Page excerpt.
--*--
The Niagara Falls Review

Millennium Trail Manor can’t shake outbreak

- GRANT LAFLECHE Grant LaFleche is a St. Catharines­based investigat­ive reporter with the Standard. Reach him via email: grant.lafleche@niagaradai­lies.com

An inability to maintain necessary staffing levels and inadequate outbreak management protocols, including the proper cleaning of some protective gear, is fuelling a Niagara Falls COVID-19 outbreak at a longterm-care home that has already claimed at least two lives.

Niagara’s acting medical officer of health, Dr. Mustafa Hirji, said Monday the outbreak at Millennium Trail Manor isn’t going to end anytime soon as new staff and resident cases continue to emerge.

“I think it is fair to say the virus is largely spreading in the home, rather than staff coming into contact with the virus someplace else,” said Hirji, who said both staff and residents are contractin­g the novel coronaviru­s.

Of the five long-term-care and nursing homes in Niagara with COVID-19 outbreaks, the Millennium outbreak, which started on Sept. 29, is proving the be the most stubborn.

Other long- standing outbreaks are nearing their ends, Hirji said. Pioneer Elder Care in St. Catharines will be removed from the public health outbreak list Tuesday, he said. Meadows of Dorchester in Niagara Falls was almost over when another staff case was recently confirmed.
--*--
Dataset excerpts.
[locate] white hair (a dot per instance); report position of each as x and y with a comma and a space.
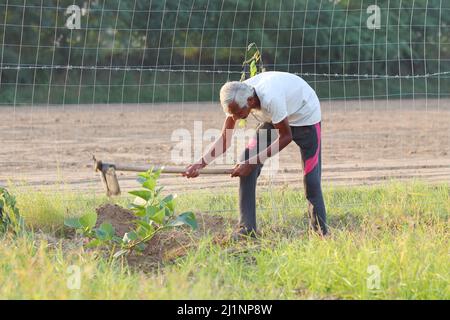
235, 91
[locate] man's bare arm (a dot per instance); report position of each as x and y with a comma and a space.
222, 143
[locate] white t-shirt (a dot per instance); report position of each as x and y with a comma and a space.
282, 95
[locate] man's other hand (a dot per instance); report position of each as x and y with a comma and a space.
193, 171
243, 170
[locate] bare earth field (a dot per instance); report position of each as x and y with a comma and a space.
364, 142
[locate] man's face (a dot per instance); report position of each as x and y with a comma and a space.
237, 112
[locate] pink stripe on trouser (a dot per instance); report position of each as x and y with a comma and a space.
252, 143
310, 164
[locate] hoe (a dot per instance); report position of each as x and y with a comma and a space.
111, 183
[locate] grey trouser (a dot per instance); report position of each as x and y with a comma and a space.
308, 138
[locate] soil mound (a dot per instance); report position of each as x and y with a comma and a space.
167, 245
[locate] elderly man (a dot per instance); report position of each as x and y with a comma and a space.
285, 104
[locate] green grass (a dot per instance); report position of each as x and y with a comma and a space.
402, 228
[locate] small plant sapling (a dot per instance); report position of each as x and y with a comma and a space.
252, 63
10, 218
153, 215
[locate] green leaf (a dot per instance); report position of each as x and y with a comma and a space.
89, 220
94, 243
158, 217
73, 223
187, 218
117, 239
149, 184
242, 123
143, 194
253, 69
129, 236
120, 253
145, 225
151, 211
139, 212
169, 201
141, 246
100, 234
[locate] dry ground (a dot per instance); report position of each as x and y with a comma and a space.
363, 142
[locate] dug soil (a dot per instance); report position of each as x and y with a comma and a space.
168, 245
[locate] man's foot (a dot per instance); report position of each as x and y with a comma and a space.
244, 234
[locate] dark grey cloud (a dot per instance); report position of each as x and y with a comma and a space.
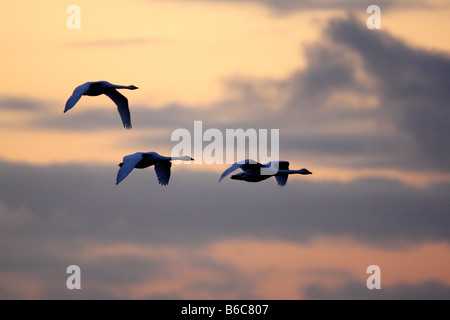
--*--
Requirement 1.
According to the news article on the Millennium Trail Manor outbreak, on what date did the outbreak begin?
Requirement 2.
Write the next part of the news article on the Millennium Trail Manor outbreak.
The records have nothing to do with the news article.

Expected output 1.
Sept. 29.

Expected output 2.
Unlike at Millennium, however, Meadows no longer has any resident cases, Hirji said.

The problems for Millennium have been exacerbate­d as more staff have become infected.

“You have to remember that it is not just the staff person who is a confirmed case who cannot come to work, it is any other staff that has come into contact with that person that also has to isolate,” Hirji said. “So they are really stretched for staff and don’t have enough people to do the extra work that needs to be done (in an outbreak) and also provide the necessary care they are supposed to.”

Health department inspectors have found this lack of staff has led in part, to some insufficie­nt sanitizing measures in the home — a core means of reducing the spread of the virus.

In other cases, Hirji said, staff are not cleaning some of their personal protective equipment properly. In particular, he said face shields always have to be cleaned after every interactio­n with a resident, and that is not always happening. He also said inspectors have found staff are not properly putting on and taking off their gear — another important infection control measure.

An exact number of staff and residents currently infected by COVID-19 was not available Monday. At least two residents with the virus have died since the outbreak was declared.

In the post-summer COVID-19 wave, outbreaks in local long-term-care homes have largely been short-lived. An outbreak can be declared over if ahome goes two weeks without a new case. However, each time a new case is found, the twoweek countdown is reset.

Although the Millennium outbreak is proving to be stubborn, Hirji said he does not expect it will become as serious as the outbreaks were in some longterm-care homes in Niagara, which saw dozens of residents in three homes become infected and die.

One of Niagara’s four new COVID-19 home cases confirmed Monday is from a long-termcare home, although Hirji did not say which home.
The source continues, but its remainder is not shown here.